_REQUIRED WORK_.
If a line in the following entries contains the string "indicate", it counts toward the total; report only that total.

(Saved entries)
___

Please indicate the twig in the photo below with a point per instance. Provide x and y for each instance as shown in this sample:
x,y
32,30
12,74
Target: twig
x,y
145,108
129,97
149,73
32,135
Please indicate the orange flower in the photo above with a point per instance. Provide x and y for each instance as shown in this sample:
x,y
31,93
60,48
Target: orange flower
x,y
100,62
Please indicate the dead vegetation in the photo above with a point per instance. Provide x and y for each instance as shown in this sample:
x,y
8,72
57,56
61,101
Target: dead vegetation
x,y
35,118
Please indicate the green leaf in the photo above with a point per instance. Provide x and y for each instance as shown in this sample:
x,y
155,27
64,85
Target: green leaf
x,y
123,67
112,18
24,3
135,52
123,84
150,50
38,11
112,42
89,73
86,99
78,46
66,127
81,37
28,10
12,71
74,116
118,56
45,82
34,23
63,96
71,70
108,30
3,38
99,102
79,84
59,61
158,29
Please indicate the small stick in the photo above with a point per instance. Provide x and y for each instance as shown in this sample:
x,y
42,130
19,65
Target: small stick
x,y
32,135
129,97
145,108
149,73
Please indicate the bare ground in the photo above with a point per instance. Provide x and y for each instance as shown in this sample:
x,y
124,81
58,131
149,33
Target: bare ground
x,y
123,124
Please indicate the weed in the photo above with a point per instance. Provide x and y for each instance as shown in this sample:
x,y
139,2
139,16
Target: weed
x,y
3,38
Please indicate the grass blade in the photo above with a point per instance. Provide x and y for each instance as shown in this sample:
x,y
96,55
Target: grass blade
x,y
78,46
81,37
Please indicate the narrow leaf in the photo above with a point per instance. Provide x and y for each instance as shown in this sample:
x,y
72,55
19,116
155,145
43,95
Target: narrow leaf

___

_OUTPUT FOR THIS TASK_.
9